SOURCE PASSAGE:
# More !



## zippo (Jul 9, 2014)

Since i have had such a succes trapping jackels with frog as bait i went and got more.. Golden jackel's hide goes very high $$$ about 50-70$ ! not alot of people trap here so im making alot of profit ! 
So i got this frog using a dankung pocket thunder frame with 7/8" .030 latex cut at 8.5" and a 3/8 steel ball.. from 12~ meters..


----------



## treefork (Feb 1, 2010)

Wise investment !


----------



## Charles (Aug 26, 2010)

Excellent return for a bit of slingshot ammo!!!

Cheers .... Charles


----------



## slingshooterPT (Feb 22, 2014)

Great kill


----------



## bigron (Nov 29, 2012)

can you post some pics of your next jackal and maybe your process for skinning i would love to see how you do it :thumbsup:


----------



## zippo (Jul 9, 2014)

bigron said:


> can you post some pics of your next jackal and maybe your process for skinning i would love to see how you do it


No problem ! as long as i get one


----------



## bigron (Nov 29, 2012)

zippo said:


> bigron said:
> 
> 
> > can you post some pics of your next jackal and maybe your process for skinning i would love to see how you do it
> ...


thanks Zip


----------



## oldmiser (Jan 22, 2014)

awesome on your frog hunting....very nice to trap for the hide's...wise man..~AKAOldmiser


----------



## Susi (Mar 3, 2013)

Yeah, nice shot... and that frame is nice and compact, hip pocketable Keep it up!


----------

REQUIREMENT A: Count the lines in the records below that contain the string "thigh", matching case exactly. Reply with the number alone.

THE RECORDS:
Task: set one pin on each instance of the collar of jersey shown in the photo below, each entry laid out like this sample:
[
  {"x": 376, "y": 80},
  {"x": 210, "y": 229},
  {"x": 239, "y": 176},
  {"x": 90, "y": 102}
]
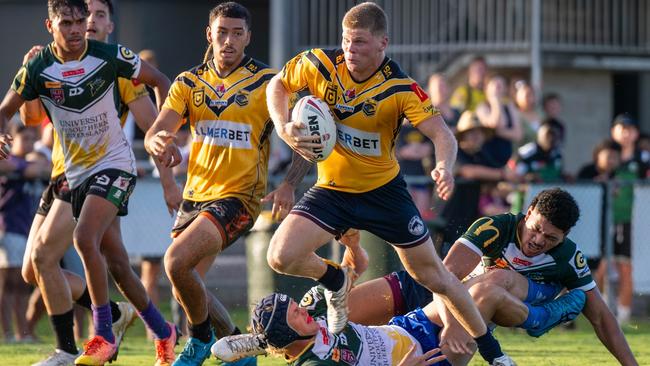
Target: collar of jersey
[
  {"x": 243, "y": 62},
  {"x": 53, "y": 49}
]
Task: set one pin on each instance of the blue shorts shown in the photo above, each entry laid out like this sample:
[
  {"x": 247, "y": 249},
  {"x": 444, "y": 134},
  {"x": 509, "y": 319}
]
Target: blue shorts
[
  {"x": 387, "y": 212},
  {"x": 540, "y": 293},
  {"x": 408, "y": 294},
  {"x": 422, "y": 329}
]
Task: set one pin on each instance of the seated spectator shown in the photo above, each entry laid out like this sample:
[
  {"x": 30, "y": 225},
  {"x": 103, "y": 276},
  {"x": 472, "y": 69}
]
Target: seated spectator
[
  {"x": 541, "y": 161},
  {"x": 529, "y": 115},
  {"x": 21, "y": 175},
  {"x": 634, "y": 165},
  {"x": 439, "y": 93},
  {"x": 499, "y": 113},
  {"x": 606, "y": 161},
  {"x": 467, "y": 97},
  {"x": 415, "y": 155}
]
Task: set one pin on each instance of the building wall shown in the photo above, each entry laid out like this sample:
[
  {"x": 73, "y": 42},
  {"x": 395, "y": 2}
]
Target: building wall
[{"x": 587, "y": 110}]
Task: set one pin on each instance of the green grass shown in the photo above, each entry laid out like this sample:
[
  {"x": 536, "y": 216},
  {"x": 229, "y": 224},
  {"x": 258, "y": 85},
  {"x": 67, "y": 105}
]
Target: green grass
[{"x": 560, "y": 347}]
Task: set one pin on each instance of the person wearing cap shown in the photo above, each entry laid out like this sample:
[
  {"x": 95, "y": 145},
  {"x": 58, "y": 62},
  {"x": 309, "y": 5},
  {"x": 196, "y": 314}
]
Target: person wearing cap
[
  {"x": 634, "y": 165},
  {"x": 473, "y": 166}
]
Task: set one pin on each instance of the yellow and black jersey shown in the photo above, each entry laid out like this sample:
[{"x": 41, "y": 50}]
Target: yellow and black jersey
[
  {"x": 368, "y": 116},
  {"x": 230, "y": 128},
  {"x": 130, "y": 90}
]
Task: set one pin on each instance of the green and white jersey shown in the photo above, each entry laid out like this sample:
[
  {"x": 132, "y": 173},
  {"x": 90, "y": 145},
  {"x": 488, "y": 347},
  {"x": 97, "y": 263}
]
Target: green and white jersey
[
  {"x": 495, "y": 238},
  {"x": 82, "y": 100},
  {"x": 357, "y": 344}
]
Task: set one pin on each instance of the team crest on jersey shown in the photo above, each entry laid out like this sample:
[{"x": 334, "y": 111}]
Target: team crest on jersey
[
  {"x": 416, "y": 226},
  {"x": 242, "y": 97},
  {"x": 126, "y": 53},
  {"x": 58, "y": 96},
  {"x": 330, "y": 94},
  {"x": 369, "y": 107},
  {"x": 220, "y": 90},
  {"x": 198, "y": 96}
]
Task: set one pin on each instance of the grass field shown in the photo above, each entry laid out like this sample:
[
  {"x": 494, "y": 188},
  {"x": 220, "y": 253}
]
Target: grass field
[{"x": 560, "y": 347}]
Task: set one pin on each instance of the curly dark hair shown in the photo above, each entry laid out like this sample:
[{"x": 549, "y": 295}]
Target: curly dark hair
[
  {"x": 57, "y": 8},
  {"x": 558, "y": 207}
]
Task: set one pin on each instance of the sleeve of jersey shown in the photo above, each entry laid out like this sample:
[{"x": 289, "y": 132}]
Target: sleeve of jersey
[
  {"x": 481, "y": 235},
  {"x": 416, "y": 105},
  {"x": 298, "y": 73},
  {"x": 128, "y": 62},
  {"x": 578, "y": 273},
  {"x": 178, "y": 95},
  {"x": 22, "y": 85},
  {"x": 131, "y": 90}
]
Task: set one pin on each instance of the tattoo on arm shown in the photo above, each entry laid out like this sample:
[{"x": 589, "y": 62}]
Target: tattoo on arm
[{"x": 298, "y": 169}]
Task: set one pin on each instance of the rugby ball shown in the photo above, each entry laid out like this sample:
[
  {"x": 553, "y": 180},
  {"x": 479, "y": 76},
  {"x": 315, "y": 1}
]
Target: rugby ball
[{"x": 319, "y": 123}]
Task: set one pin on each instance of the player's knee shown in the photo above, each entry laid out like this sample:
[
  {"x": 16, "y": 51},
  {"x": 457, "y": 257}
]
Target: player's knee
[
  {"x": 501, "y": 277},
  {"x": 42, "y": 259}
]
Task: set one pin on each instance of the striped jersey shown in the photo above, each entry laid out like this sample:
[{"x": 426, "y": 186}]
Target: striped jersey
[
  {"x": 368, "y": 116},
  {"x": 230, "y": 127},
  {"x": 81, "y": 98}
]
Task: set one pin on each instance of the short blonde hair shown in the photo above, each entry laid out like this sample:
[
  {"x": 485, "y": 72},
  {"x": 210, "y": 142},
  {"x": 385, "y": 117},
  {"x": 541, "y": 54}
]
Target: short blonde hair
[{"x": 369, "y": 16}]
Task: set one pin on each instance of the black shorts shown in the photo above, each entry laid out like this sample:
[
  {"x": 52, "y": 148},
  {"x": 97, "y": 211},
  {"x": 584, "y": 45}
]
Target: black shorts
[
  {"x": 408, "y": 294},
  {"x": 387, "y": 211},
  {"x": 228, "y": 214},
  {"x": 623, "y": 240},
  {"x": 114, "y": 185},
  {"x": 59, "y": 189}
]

---

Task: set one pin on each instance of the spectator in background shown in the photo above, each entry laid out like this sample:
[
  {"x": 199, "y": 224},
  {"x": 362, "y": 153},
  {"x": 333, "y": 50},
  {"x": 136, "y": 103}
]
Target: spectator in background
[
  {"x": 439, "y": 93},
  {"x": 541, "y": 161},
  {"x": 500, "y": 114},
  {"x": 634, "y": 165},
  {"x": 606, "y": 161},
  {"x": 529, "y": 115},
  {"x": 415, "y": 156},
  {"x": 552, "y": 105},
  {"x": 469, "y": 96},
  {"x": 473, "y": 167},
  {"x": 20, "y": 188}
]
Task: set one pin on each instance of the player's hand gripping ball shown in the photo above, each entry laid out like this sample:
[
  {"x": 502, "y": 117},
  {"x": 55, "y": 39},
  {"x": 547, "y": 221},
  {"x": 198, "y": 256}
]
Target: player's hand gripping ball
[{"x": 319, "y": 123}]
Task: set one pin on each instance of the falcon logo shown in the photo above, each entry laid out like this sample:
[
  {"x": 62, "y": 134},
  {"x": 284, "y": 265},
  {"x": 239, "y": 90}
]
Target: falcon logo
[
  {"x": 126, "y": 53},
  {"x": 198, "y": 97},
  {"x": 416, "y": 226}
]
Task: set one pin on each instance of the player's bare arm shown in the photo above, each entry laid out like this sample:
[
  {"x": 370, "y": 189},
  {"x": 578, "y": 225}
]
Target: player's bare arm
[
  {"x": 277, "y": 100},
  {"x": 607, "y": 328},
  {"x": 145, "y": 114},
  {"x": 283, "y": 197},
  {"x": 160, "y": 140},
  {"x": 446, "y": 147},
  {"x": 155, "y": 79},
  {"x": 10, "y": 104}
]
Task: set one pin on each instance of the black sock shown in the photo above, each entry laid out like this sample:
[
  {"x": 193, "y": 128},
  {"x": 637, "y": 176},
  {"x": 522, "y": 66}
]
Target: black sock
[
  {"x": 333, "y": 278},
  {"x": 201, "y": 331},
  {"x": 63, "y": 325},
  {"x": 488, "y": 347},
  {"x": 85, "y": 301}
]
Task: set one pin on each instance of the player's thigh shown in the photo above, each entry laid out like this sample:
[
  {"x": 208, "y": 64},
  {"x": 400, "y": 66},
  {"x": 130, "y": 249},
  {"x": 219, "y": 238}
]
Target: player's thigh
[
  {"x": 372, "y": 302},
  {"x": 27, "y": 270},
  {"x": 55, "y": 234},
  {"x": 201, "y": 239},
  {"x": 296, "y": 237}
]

REQUIREMENT B:
Answer these questions using the forum thread on frog bait and jackal trapping:
(i) What price range does zippo give for a Golden jackal hide?
(ii) Roughly how far away was zippo when shooting the frog?
(iii) How does Susi describe the slingshot frame?

ANSWER A: 2

ANSWER B:
(i) About $50–70.
(ii) About 12 meters.
(iii) Nice and compact, hip pocketable.